* Quoted text
──────────────────────────────
That sounds like hard graft, Paul. My neighbor had to have their extension footings dug down over 10ft .. when the building inspector came round to check it was deep enough he commented that he'd never been so sh*t scared in his entire 30years career whilst stood in the hole .. the ground was back filled with all kinds of rubbish and had a single leaf wall that was the retaining wall for the existing terrace as the ground slopes down quite a degree at the front of the house.  The builder has some solid brass ones for sure.

I wanted to be a Mounty once when I was younger .. and have always wanted to visit Canada .. if you ever decide to build a "proper shop", Shawn, maybe I could fly over and help 

Texas has to be up there with the best places to be a hobby machinist, Falcon .. some of the stuff on youtube I've seen from you Texans is pretty epic. Maybe if I manage to make some money from this shop I'm building I'll be able to fund a bigger better one on the front of my property which has a huge garden .. or about the size of a Texan driveway 

And here is where I got up to today .. it was belting down with rain and wind this morning so only got 4hours in whilst splashing about in an inch of water that has collected inside the shop.


----------



## jeff_g1137 (Oct 6, 2014)

Hi
my post has gone ?????


----------



## RandyM (Oct 7, 2014)

jeff_g1137 said:


> Hi
> my post has gone ?????



Yes it is. Please read this for an explanation.

Site Crash

Sorry for the inconvenience.


----------



## jeff_g1137 (Oct 7, 2014)

Hi Andrew 
I live in Droylsden Manchester, are you far away.
Jeff


----------



## hermetic (Oct 7, 2014)
──────────────────────────────
* Given records
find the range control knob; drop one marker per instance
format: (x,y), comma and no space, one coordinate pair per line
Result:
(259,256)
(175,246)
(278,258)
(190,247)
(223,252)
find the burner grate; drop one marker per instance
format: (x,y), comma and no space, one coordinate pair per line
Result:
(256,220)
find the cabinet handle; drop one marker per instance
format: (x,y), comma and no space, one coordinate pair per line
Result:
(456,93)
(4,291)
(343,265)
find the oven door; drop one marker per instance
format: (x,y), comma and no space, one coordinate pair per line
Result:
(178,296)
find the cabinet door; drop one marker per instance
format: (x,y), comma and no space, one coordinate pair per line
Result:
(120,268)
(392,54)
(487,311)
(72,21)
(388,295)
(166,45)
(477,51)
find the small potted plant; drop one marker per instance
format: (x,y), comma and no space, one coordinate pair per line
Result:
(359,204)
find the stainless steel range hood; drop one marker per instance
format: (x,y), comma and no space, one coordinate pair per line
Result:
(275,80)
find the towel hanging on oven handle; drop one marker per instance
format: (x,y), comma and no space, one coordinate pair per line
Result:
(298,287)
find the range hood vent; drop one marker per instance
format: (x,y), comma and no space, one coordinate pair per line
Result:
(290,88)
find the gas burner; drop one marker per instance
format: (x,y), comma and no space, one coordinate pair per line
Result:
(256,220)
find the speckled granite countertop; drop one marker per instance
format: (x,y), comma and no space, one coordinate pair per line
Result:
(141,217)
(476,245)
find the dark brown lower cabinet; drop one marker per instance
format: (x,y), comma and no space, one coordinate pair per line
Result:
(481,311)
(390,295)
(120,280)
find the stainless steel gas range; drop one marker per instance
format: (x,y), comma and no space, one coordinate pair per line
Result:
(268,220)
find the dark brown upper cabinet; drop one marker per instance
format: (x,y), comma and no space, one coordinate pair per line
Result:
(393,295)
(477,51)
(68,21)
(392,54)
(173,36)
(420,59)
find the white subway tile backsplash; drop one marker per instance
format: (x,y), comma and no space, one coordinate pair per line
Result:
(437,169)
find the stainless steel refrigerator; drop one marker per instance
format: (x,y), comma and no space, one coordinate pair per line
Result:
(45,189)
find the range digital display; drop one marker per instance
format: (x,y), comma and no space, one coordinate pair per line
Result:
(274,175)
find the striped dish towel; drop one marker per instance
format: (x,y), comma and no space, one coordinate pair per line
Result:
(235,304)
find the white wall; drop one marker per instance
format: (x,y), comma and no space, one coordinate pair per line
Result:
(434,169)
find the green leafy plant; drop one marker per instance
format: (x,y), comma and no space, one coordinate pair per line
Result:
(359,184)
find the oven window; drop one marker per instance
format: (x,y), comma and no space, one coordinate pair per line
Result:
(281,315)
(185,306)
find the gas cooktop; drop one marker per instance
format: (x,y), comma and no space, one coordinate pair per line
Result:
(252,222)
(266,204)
──────────────────────────────
* Job 1
List every distinct username that appears in a post heading of the forum thread.
* Job 2
According to the forum thread, how deep did the neighbor's extension footings have to be dug?
* Job 3
Carry on the forum thread from its final line.
The entries were taken from a different source than the forum thread.

* Exercise response 1
jeff_g1137, RandyM, hermetic

* Exercise response 2
Over 10ft.

* Exercise response 3
Hi ody, When you are doing the blockwork, it is normal to build the corners (some call them quoins) first, go up 3 courses at each corner, building with the square and level, then fill in between using your builders line string. If you dont have a square you can make one out of timber. Fix it together with one screw at the corner then measure 300mm down one arm, mark it and measure 400mm down the other arm. when the measured diagonal between the two marks is 500mm it is square! It's looking really good so far!
Phil
East Yorks.


----------



## ody (Oct 8, 2014)

jeff_g1137 said:


> Hi Andrew
> I live in Droylsden Manchester, are you far away.
> Jeff



Hi Jeff, I did reply to your post that got lost but it was lost also. Thanks for the offer of help! I'm in the Cheadle area so not far away.  With the weather the way it is at the moment it might be some time before I get to the roof.  My shop only works out at around 14x18ft so not much bigger than your shop .. also the asbestos garage you can see in the pics will be taken down when I finish the block work so there will be clear access to the doors. 

cheers
Andrew


----------



## ody (Oct 8, 2014)

hermetic said:


> Hi ody, When you are doing the blockwork, it is normal to build the corners (some call them quoins) first, go up 3 courses at each corner, building with the square and level, then fill in between using your builders line string. If you dont have a square you can make one out of timber. Fix it together with one screw at the corner then measure 300mm down one arm, mark it and measure 400mm down the other arm. when the measured diagonal between the two marks is 500mm it is square! It's looking really good so far!
> Phil
> East Yorks.



Hi Phil

 Thanks for the advice.  I struggled so much with getting the block work square that I just stuck to doing it level by level as I can correct mistakes .. it would go wrong real quick if I put up the corners 3 courses .. maybe when I build my next shop and have some block work experience under my belt 

cheers
Andrew


----------



## ody (Oct 8, 2014)

It's been raining, a lot, so progress this week has only consisted of moving the blocks inside the shop so I'm not having to move them 1 by 1 through the small gap between the shop and garage. Having the blocks close to hand when laying them will make the job a whole lot easier.


----------



## Bill Gruby (Oct 8, 2014)

You are moving right along with this Oly. I wondered what you were going to do with the garage. I hope you don't have the trouble we have here in Ct. getting rid of the asbestos. It's a real hassle. You cannot do it yourself, a hasmat  trained team has to do it. Then there is only one place to take it to.

 "Billy G"


----------



## ody (Oct 8, 2014)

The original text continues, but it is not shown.